→ What is needed:
Output only the lines from the start of the entries through the line holding "Task: pointing. Mark each instance of the tree". Each line must match the original exactly.

--------------------------------------------------

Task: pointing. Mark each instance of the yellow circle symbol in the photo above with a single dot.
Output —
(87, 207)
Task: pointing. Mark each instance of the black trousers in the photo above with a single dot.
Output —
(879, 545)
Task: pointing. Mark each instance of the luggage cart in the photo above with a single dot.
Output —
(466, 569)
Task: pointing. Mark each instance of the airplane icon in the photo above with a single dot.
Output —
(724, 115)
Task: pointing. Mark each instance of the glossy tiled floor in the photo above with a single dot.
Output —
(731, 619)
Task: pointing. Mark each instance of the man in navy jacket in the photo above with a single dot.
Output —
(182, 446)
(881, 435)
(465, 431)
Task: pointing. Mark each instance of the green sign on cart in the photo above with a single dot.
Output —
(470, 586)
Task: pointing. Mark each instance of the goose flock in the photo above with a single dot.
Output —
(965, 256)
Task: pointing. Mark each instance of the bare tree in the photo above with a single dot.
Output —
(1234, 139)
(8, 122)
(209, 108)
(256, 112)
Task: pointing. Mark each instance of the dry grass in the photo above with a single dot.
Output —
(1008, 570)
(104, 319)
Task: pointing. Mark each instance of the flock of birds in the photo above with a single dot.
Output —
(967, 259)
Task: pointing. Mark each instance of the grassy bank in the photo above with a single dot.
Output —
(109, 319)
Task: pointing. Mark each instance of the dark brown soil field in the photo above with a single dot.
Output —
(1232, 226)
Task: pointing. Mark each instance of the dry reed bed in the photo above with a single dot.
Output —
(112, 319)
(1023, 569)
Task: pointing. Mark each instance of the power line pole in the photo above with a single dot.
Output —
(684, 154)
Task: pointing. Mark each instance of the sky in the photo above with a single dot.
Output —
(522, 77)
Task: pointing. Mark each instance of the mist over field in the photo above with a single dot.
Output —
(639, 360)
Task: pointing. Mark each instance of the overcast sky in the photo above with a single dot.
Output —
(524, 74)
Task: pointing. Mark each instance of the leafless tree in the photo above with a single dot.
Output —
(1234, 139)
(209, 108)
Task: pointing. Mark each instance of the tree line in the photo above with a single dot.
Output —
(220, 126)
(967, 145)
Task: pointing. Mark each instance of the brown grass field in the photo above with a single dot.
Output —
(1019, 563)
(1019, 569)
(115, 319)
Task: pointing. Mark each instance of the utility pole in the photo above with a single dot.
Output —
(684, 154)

--------------------------------------------------

→ Reply to the exercise:
Task: pointing. Mark each instance of the yellow circle symbol in the photo above with a single dot.
Output —
(87, 207)
Task: pointing. Mark each instance of the black trousers in the photo above with a single dot.
Output —
(879, 545)
Task: pointing. Mark each instance of the luggage cart in the photo above with a single dot.
Output —
(466, 569)
Task: pointing. Mark each instance of the airplane icon in the photo above with a single dot.
Output —
(724, 115)
Task: pointing. Mark each instance of the glossy tiled floor in the photo above with a single dot.
Output —
(731, 619)
Task: pointing. Mark each instance of the man in navy jacket in the photo above with a single dot.
Output —
(182, 446)
(881, 435)
(465, 431)
Task: pointing. Mark each instance of the green sign on cart in the photo above with a single dot.
Output —
(470, 586)
Task: pointing. Mark each instance of the goose flock in the photo above with a single dot.
Output —
(965, 256)
Task: pointing. Mark each instance of the bare tree in the photo above with a single dot.
Output —
(1234, 139)
(8, 122)
(209, 108)
(256, 112)
Task: pointing. Mark each instance of the dry grass in the photo above with a single dot.
Output —
(1008, 570)
(104, 319)
Task: pointing. Mark each instance of the flock of birds in the photo above with a single dot.
Output —
(967, 259)
Task: pointing. Mark each instance of the grassy bank in the photo above with a single dot.
Output —
(109, 319)
Task: pointing. Mark each instance of the dark brown soil field in the photo above with a single dot.
Output —
(1232, 226)
Task: pointing. Mark each instance of the dry reed bed in the photo above with a single dot.
Output —
(112, 319)
(1023, 569)
Task: pointing. Mark each instance of the power line pole in the photo above with a single dot.
Output —
(684, 154)
Task: pointing. Mark each instance of the sky in the photo above with a single dot.
Output —
(522, 77)
Task: pointing. Mark each instance of the mist over field in the photo above with a single dot.
Output —
(639, 360)
Task: pointing. Mark each instance of the overcast sky in the photo above with a single dot.
Output —
(524, 74)
Task: pointing. Mark each instance of the leafless tree in the photo above with a single dot.
Output —
(1234, 139)
(209, 108)
Task: pointing. Mark each instance of the tree line in the photo above with a single dot.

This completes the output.